Set tasks:
1. List every line of the Laplace transform page below that ends with a colon.
2. Reproduce the Laplace transform page below word for word, from "Laplace transform of f(t)=e^(2t)" to "complex variable's function.".

Laplace transform of f(t)=e^(2t) sinh 3t
Answers
The laplace transform of ( e^2t sinh3t ) is *
Answer:
The Laplace transform of f(t) = e^(2t) sinh3t is L{f(t)} = 3/(s-5)(s+1)
Step-by-step explanation:
Laplace transform:
- Laplace transform is an integral transform that converts a real variable's function to a complex variable's function.
- In mathematics Laplace transform is named after the scientist Pierre-Simon Laplace.

Excerpted records:

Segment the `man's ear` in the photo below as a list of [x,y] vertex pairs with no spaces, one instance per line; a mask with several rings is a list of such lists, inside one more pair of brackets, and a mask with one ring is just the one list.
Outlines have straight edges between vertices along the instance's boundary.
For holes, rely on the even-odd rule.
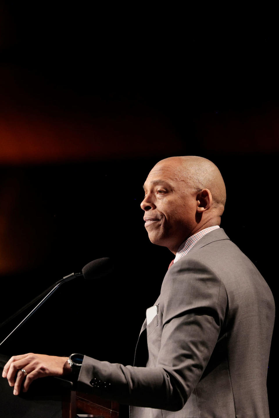
[[203,189],[197,195],[197,212],[202,213],[208,210],[212,204],[212,195],[208,189]]

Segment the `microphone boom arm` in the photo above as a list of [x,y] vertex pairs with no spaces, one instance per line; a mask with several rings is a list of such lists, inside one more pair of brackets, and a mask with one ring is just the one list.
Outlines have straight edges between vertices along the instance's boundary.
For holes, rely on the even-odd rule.
[[20,322],[18,325],[17,325],[15,328],[13,330],[12,332],[10,332],[9,335],[8,335],[6,337],[6,338],[3,340],[2,342],[1,343],[0,343],[0,346],[2,345],[3,342],[5,342],[6,340],[9,338],[10,335],[11,335],[12,334],[13,334],[15,331],[16,331],[17,329],[18,329],[18,328],[19,328],[21,326],[21,325],[22,325],[23,324],[24,324],[24,323],[26,322],[26,321],[27,321],[27,320],[29,319],[30,316],[31,316],[31,315],[32,315],[33,314],[34,314],[34,313],[38,309],[40,306],[41,306],[42,305],[43,305],[43,304],[46,301],[47,299],[48,299],[49,298],[50,296],[51,296],[51,295],[53,293],[54,293],[57,290],[58,288],[60,287],[61,285],[62,285],[63,283],[66,283],[66,282],[68,282],[70,280],[72,280],[72,279],[74,279],[76,277],[78,277],[79,276],[82,276],[82,274],[81,273],[72,273],[71,274],[69,274],[67,276],[65,276],[64,277],[63,277],[63,279],[61,279],[61,280],[59,280],[59,281],[55,283],[55,285],[54,286],[54,288],[53,288],[51,290],[50,292],[49,292],[49,293],[47,294],[47,295],[46,295],[46,296],[45,296],[44,298],[42,299],[41,302],[40,302],[38,304],[38,305],[37,305],[35,307],[35,308],[33,309],[32,309],[30,312],[29,312],[28,315],[26,316],[22,320],[21,322]]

Answer set:
1.
Answer:
Step-by-step explanation:
Laplace transform:

2.
Laplace transform of f(t)=e^(2t) sinh 3t
Answers
The laplace transform of ( e^2t sinh3t ) is *
Answer:
The Laplace transform of f(t) = e^(2t) sinh3t is L{f(t)} = 3/(s-5)(s+1)
Step-by-step explanation:
Laplace transform:
- Laplace transform is an integral transform that converts a real variable's function to a complex variable's function.